## Directions for this task
Please reproduce every entry, keeping each one exact.

Source records
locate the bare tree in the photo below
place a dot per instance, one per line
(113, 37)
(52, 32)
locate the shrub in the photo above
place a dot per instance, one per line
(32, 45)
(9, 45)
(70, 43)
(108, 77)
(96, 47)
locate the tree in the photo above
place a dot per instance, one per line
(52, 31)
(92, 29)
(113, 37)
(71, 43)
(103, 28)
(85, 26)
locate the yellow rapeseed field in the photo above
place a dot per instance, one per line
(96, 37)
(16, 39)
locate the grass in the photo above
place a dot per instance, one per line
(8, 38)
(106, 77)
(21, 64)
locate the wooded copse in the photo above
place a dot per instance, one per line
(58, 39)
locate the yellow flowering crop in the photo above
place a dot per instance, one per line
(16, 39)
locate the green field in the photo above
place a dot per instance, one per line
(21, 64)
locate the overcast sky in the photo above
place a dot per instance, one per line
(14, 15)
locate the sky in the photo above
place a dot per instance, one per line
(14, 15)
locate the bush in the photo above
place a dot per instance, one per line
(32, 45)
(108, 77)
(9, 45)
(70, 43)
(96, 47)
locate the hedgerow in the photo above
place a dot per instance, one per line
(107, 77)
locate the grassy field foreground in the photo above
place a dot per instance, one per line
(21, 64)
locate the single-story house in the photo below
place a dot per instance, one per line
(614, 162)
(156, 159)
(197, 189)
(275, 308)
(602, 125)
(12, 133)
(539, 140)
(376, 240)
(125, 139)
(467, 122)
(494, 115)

## Response
locate the bare tree in the photo below
place a dot per instance, one per line
(113, 37)
(52, 32)
locate the shrub in the photo above
place a dot per instance, one per line
(32, 45)
(9, 45)
(70, 43)
(108, 77)
(96, 47)
locate the tree in the photo above
place a dot per instance, one per line
(52, 31)
(92, 29)
(113, 37)
(71, 43)
(103, 28)
(85, 26)
locate the yellow rapeseed field in the photo above
place a dot per instance, one per line
(96, 37)
(16, 39)
locate the grass in the photo above
place a dot per instance, one per line
(8, 38)
(106, 77)
(21, 64)
locate the wooded copse in the photo above
place a dot per instance, one per line
(58, 39)
locate the yellow flowering crop in the photo above
place a dot per instance, one per line
(16, 39)
locate the green field in the photo above
place a dot per instance, one per line
(21, 64)
locate the overcast sky in the photo above
place a dot per instance, one per line
(14, 15)
locate the sky in the photo above
place a dot per instance, one per line
(14, 15)
locate the bush in the photo above
place a dot per instance, one per line
(32, 45)
(108, 77)
(9, 45)
(70, 43)
(96, 47)
locate the hedgerow in the photo above
place a dot per instance, one per line
(107, 77)
locate the grassy field foreground in the photo above
place a dot per instance, one per line
(21, 64)
locate the single-story house in the photo below
place a dot per instance, one per line
(614, 162)
(156, 159)
(197, 189)
(275, 308)
(602, 125)
(12, 133)
(539, 140)
(376, 240)
(125, 139)
(467, 122)
(494, 115)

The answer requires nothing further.